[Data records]
%%
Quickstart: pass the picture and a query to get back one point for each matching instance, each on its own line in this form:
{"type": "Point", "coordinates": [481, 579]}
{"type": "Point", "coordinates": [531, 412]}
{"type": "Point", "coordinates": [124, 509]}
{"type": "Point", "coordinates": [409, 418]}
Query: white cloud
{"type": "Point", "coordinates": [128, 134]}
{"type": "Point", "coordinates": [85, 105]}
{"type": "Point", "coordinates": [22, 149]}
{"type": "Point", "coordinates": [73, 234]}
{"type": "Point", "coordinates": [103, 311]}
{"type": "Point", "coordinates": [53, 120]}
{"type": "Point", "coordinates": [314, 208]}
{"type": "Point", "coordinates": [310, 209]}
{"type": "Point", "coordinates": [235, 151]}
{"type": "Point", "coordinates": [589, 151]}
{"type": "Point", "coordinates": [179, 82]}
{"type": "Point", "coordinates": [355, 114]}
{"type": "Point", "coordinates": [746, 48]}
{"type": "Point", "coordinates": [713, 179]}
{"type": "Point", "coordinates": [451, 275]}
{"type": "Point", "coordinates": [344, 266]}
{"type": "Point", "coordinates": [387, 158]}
%%
> EXERCISE:
Output the complete data verbatim.

> RESPONSE TO THE TASK:
Quickstart: pass the picture and a query to get back one point for each matching instance, each on its own line in this form:
{"type": "Point", "coordinates": [481, 579]}
{"type": "Point", "coordinates": [531, 412]}
{"type": "Point", "coordinates": [124, 509]}
{"type": "Point", "coordinates": [409, 418]}
Query: white cloud
{"type": "Point", "coordinates": [128, 134]}
{"type": "Point", "coordinates": [85, 105]}
{"type": "Point", "coordinates": [22, 149]}
{"type": "Point", "coordinates": [73, 234]}
{"type": "Point", "coordinates": [103, 311]}
{"type": "Point", "coordinates": [53, 120]}
{"type": "Point", "coordinates": [314, 208]}
{"type": "Point", "coordinates": [310, 209]}
{"type": "Point", "coordinates": [235, 151]}
{"type": "Point", "coordinates": [589, 151]}
{"type": "Point", "coordinates": [179, 82]}
{"type": "Point", "coordinates": [355, 114]}
{"type": "Point", "coordinates": [746, 48]}
{"type": "Point", "coordinates": [713, 179]}
{"type": "Point", "coordinates": [451, 275]}
{"type": "Point", "coordinates": [344, 266]}
{"type": "Point", "coordinates": [387, 158]}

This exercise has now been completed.